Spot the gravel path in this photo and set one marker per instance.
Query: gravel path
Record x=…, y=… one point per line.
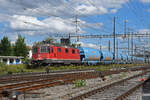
x=65, y=92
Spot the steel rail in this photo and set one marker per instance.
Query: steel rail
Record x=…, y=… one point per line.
x=90, y=93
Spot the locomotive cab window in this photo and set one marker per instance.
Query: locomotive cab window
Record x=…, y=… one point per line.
x=35, y=50
x=44, y=49
x=59, y=49
x=66, y=50
x=73, y=51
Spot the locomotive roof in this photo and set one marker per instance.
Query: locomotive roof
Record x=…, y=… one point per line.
x=59, y=45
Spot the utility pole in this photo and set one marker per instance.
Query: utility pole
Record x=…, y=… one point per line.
x=132, y=45
x=100, y=44
x=114, y=34
x=117, y=49
x=76, y=22
x=125, y=27
x=128, y=43
x=109, y=45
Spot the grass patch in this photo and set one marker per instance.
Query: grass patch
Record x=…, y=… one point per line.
x=21, y=68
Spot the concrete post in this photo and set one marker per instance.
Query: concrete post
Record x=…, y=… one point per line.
x=8, y=61
x=20, y=61
x=14, y=62
x=1, y=59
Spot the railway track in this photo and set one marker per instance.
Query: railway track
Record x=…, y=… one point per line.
x=38, y=76
x=115, y=91
x=52, y=80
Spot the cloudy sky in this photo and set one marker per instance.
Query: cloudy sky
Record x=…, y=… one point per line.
x=38, y=19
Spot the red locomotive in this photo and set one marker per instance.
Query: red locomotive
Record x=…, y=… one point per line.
x=52, y=54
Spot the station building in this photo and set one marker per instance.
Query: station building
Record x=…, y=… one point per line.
x=11, y=60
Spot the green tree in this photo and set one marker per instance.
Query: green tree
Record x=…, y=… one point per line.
x=5, y=47
x=20, y=48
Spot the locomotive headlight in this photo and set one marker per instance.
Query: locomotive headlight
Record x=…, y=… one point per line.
x=38, y=55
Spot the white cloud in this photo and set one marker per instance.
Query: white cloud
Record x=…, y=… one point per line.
x=32, y=26
x=58, y=14
x=59, y=7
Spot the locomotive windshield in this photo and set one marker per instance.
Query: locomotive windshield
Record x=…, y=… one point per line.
x=44, y=49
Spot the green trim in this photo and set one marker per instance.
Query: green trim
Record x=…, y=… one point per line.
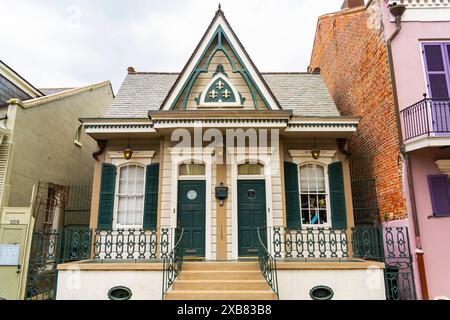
x=218, y=90
x=187, y=86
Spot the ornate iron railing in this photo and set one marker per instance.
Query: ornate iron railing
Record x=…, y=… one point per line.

■ ■ ■

- **Assigned task**: Please set the records down again exactly as written. The pictures should not be included.

- **Result**:
Spot the gravel path in this photo and set one marker per instance.
Query: gravel path
Record x=…, y=… one point per line.
x=65, y=92
Spot the steel rail in this photo and set one marker per instance.
Query: steel rail
Record x=…, y=… one point per line.
x=90, y=93
Spot the locomotive cab window in this photo and set one marker per instance.
Query: locomotive cab window
Record x=…, y=… one point per line.
x=35, y=50
x=44, y=49
x=59, y=49
x=66, y=50
x=73, y=51
Spot the locomotive roof in this photo and set one marker per instance.
Query: locomotive roof
Record x=…, y=… one point per line.
x=59, y=45
Spot the utility pole in this photo and set one marker per instance.
Query: utility pole
Record x=…, y=… one point per line.
x=132, y=45
x=100, y=44
x=114, y=34
x=117, y=49
x=76, y=22
x=125, y=27
x=128, y=43
x=109, y=45
Spot the grass patch in this photo and set one marker per instance.
Query: grass patch
Record x=…, y=… one point per line.
x=21, y=68
Spot the concrete post in this photo and set one marker per instance.
Query: concrete post
Record x=…, y=… one point per line.
x=8, y=61
x=20, y=61
x=14, y=62
x=1, y=59
Spot the railway track in this photo and set one marker per instance.
Query: railway track
Record x=…, y=… one point per line.
x=38, y=76
x=115, y=91
x=52, y=80
Spot the cloudy sky in this photo and set one marker per instance.
Query: cloudy sky
Record x=…, y=… one point per line.
x=38, y=19
Spot the red locomotive in this photo and set one marker per instance.
Query: red locomotive
Record x=…, y=… one point per line.
x=52, y=54
Spot the station building in this photo and set one marker per instance.
Query: station building
Record x=…, y=… one point per line.
x=11, y=60
Spot the green tree in this photo and set one marker per instance.
Query: green tree
Record x=…, y=… one point per line.
x=5, y=47
x=20, y=48
Spot the locomotive headlight in this photo and set one marker per instance.
Query: locomotive headlight
Record x=…, y=… one point per line.
x=38, y=55
Spot the white cloud in this photo and set one marker per instance.
Query: white cloud
Record x=…, y=… one point per line.
x=32, y=26
x=58, y=14
x=59, y=7
Spot the locomotive windshield in this photo and set one marker per instance.
Query: locomotive windshield
Record x=…, y=… one point per line.
x=44, y=49
Spot the green trim in this photo and set one marker per instance.
Query: green trim
Record x=…, y=… one point per line.
x=218, y=90
x=187, y=86
Spot the ornate iron railing in this photo and set one marker per instance.
Query: ornate iron railing
Record x=…, y=… one point per line.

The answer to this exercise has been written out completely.